Required action> What is needed is an exact copy of the whole listing below, with no pictures.
.....
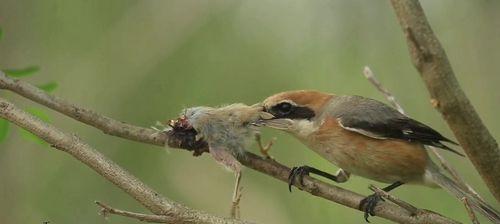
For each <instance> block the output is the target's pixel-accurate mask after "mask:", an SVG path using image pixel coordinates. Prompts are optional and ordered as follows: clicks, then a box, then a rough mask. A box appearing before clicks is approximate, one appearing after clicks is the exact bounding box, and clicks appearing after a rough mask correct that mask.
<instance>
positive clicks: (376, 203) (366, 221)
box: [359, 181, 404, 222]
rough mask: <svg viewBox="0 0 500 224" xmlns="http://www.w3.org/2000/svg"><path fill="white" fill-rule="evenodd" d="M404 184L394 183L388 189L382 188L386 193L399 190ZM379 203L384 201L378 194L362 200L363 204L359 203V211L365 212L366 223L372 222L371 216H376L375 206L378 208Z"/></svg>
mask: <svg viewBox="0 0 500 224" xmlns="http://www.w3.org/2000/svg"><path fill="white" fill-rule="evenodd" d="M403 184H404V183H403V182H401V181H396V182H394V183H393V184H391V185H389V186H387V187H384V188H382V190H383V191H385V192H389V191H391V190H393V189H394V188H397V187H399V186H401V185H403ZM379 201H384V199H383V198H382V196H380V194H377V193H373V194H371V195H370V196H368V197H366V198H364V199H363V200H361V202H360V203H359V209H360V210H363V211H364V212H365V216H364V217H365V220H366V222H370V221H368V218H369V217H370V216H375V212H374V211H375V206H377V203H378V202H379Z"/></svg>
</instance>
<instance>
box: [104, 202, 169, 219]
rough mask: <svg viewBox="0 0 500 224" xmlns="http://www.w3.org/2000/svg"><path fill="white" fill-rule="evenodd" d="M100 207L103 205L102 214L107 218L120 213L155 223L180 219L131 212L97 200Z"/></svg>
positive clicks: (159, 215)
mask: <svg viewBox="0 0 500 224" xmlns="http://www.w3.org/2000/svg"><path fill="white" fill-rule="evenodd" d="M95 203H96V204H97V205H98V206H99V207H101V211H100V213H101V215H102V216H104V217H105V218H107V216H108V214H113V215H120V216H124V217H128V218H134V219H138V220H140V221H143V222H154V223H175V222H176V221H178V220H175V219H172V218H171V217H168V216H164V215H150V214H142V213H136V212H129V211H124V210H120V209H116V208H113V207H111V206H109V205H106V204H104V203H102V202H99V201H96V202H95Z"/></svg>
.....
Response>
For each <instance> block the output is the target's pixel-accurate mask after "mask:", an SVG path using image pixel coordinates. Prompts are optional and ordered as follows: clicks, then a box, then a rough mask. A box appearing before clicks is approximate, one appearing after clicks is the exact bounding box, and clicks appearing after a rough mask correct that mask.
<instance>
positive clicks: (376, 203) (366, 221)
box: [359, 181, 404, 222]
rough mask: <svg viewBox="0 0 500 224" xmlns="http://www.w3.org/2000/svg"><path fill="white" fill-rule="evenodd" d="M404 184L394 183L388 189L382 188L386 193L399 190ZM379 203L384 201L378 194L362 200L363 204L359 203V211L365 212L366 223L372 222L371 216H376L375 206L378 208Z"/></svg>
mask: <svg viewBox="0 0 500 224" xmlns="http://www.w3.org/2000/svg"><path fill="white" fill-rule="evenodd" d="M403 184H404V183H403V182H401V181H396V182H394V183H393V184H391V185H389V186H387V187H384V188H382V190H383V191H385V192H389V191H391V190H393V189H394V188H397V187H399V186H401V185H403ZM379 201H384V199H383V198H382V196H380V194H377V193H373V194H371V195H370V196H368V197H366V198H364V199H363V200H361V202H360V203H359V209H360V210H363V211H364V212H365V216H364V217H365V220H366V222H370V221H368V218H369V217H370V216H375V212H374V211H375V206H377V203H378V202H379Z"/></svg>
</instance>
<instance>
box: [104, 202, 169, 219]
rough mask: <svg viewBox="0 0 500 224" xmlns="http://www.w3.org/2000/svg"><path fill="white" fill-rule="evenodd" d="M100 207L103 205L102 214L107 218L120 213L155 223L180 219L131 212L97 200Z"/></svg>
positive clicks: (159, 215)
mask: <svg viewBox="0 0 500 224" xmlns="http://www.w3.org/2000/svg"><path fill="white" fill-rule="evenodd" d="M95 203H96V204H97V205H98V206H99V207H101V211H100V213H101V215H102V216H104V217H105V218H107V216H108V214H113V215H120V216H124V217H128V218H134V219H138V220H140V221H143V222H154V223H175V222H176V221H178V220H175V219H172V218H171V217H168V216H164V215H150V214H142V213H136V212H129V211H124V210H120V209H116V208H113V207H111V206H109V205H106V204H104V203H102V202H99V201H96V202H95Z"/></svg>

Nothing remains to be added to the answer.